__WHAT IS BEING ASKED__.
Return every one of the following records word for word, keeping each line as it appears.

※

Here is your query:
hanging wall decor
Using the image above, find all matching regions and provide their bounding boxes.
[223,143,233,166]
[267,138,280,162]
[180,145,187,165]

※

__EXERCISE OUTPUT__.
Here is your query:
hanging wall decor
Using the image above, find all matching regions and provide their bounding boxes.
[223,143,233,166]
[267,138,280,162]
[180,145,187,165]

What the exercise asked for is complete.